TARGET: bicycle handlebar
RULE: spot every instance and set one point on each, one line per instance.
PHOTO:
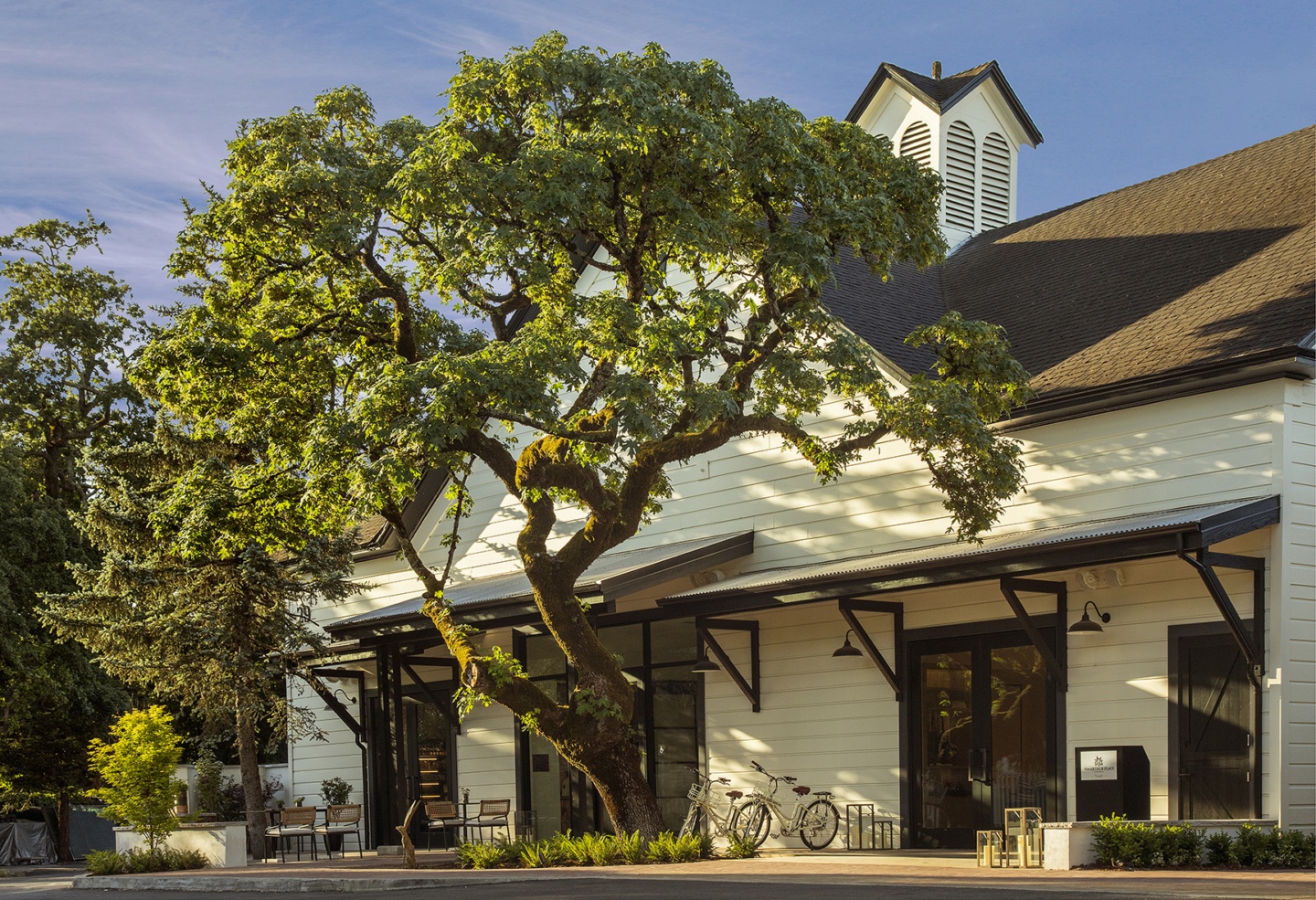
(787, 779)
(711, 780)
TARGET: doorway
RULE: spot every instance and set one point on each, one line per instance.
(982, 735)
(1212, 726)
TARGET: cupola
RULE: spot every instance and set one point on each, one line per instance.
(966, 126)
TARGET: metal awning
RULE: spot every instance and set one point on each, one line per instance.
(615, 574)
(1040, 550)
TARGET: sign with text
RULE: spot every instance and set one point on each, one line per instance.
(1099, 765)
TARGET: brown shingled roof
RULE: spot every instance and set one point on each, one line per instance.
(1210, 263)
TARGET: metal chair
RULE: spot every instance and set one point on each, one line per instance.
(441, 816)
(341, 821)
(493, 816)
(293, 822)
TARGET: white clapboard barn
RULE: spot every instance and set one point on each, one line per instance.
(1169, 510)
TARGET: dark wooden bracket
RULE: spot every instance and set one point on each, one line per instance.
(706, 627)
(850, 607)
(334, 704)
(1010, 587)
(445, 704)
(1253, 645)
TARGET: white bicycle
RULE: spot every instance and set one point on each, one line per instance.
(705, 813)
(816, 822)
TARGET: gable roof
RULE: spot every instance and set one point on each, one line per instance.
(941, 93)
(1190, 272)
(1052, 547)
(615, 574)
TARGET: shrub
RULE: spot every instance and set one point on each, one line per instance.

+++

▶ **How to complete this task**
All the lines above need to be repeated exactly, with no pictures carried over.

▶ **Response below**
TARGET: bicycle handlebar
RULE: spot every instance and set one point on each, one line per instance.
PHOTO:
(787, 779)
(711, 780)
TARGET: doorway
RULE: spot every instance and set one point on each, one line per instance.
(982, 735)
(1212, 726)
TARGET: cupola
RULE: spot every instance and set one point on each, one line per instance.
(966, 126)
TARGET: metal awning
RULE: spot every instance and set one point on each, one line per instance.
(615, 574)
(1040, 550)
TARGET: sign with text
RULE: spot every instance and set one point on each, one line per instance.
(1099, 765)
TARGET: brown shingled roof
RULE: spot every instance and set one point on each, one line per instance.
(1210, 263)
TARGET: metal chair
RULE: spot every instance and set one point on each, one line per instance.
(441, 816)
(341, 821)
(493, 816)
(293, 822)
TARGET: white clapboard barn
RULE: spot every instance and set one point on each, one line per instance.
(1169, 510)
TARGET: dark wooden bracket
RULE: spot every instance and set one point on each, one line per instance.
(706, 627)
(850, 607)
(334, 704)
(1010, 587)
(445, 704)
(1253, 645)
TARGET: white bicycle
RULE: spot every instance and set one point on each, one line per instance.
(705, 813)
(816, 822)
TARGET: gable roof
RULE: spot every instance and set one point on each, one line per instance.
(941, 93)
(1190, 272)
(1052, 547)
(615, 574)
TARGET: shrub
RULE: spot every instance and set one point on each, one line per instance.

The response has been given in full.